Reading text →
******

The 22-year-old Isaac, who recently got engaged to his long-time girlfriend, is hopeful that his steady progress might allow him to rejoin his teammates once NBA teams begin full practice sessions. NBA Commissioner Adam Silver has informed teams that he hopes to announce plans for resuming the regular season and playoffs by June 1. At the time of the stoppage of play, the Magic were 30-35 and had won three games in a row, six of nine and eight of 12 after the all-star break.
Getting Isaac back remains a question and will depend how he responds to continued rehabilitation. The Magic is just a half-game back of the Brooklyn Nets for the seventh seed in the Eastern Conference standings. In addition to Isaac averaging career highs in scoring (12.0), rebounding (6.9) and assists (1.4) this season, he ranked fourth in the NBA in blocked shots (2.4) and 12thin steals (1.6) when he went down with the sprained left knee.
Isaac said if Magic management and the medical staff clear him for a return, he’ll welcome the opportunity to return to action.

******

What you need to do →
1 - Name the statistical categories in which the Isaac passage says he averaged career highs this season, with the figure for each.
2 - According to the Isaac passage, by what date does NBA Commissioner Adam Silver hope to announce plans for resuming the regular season and playoffs?
3 - Pick up the passage about Isaac's recovery after its final sentence and write a few more sentences.

Data →
******

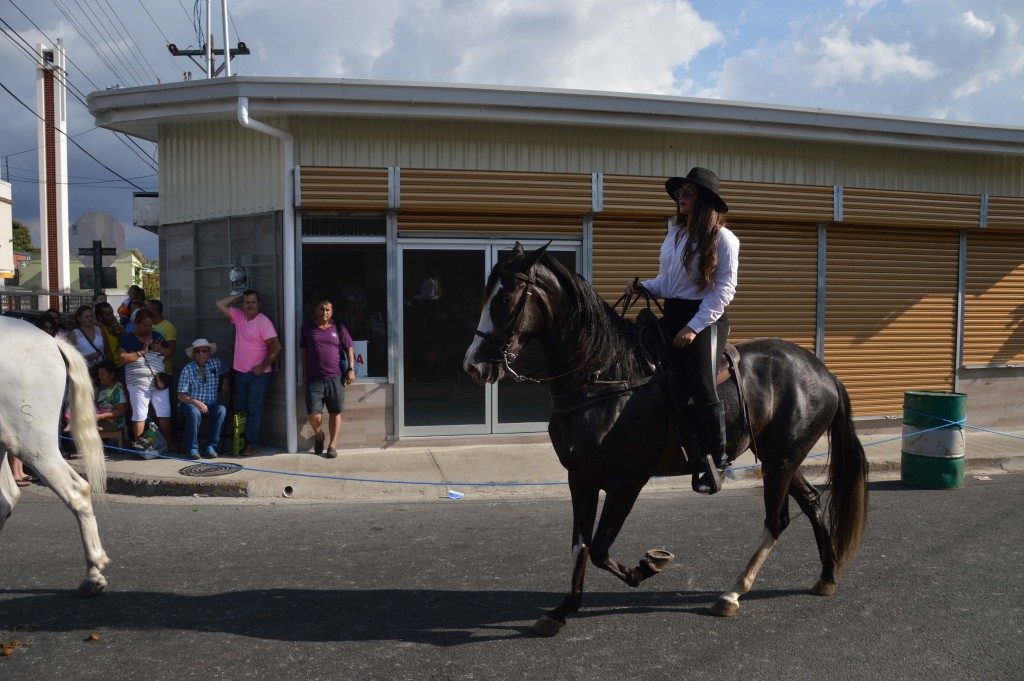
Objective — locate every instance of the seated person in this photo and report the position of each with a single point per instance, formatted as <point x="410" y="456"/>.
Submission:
<point x="198" y="387"/>
<point x="111" y="401"/>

******

Task answers →
1 - Scoring (12.0), rebounding (6.9) and assists (1.4).

2 - By June 1.

3 -
"Absolutely, that’s how I’m taking it,’’ he said. "With the league talking about coming back, we don’t know (what will happen) and they might be talking about (playing in) Orlando, I’m not sure what will happen, but I’m going to take it one day at a time. If it crosses up that I’m good to go, then I’m good to go. If not, then it’ll be too bad, and I’ll be back next season.’’
Isaac said the Magic’s players and coaching staff conducted a full question-and-answer session on Zoom earlier in the week, and he’s gotten to talk to many of his teammates in recent days before and after work outs at the Amway Center. Isaac said he is of the belief that players will be comfortable returning to practices and game action – even while playing without fans – in the face of a COVID-19 pandemic.
"I think the league is going to make sure of (the safety of players)," he said. "We won’t come back if that’s not the case."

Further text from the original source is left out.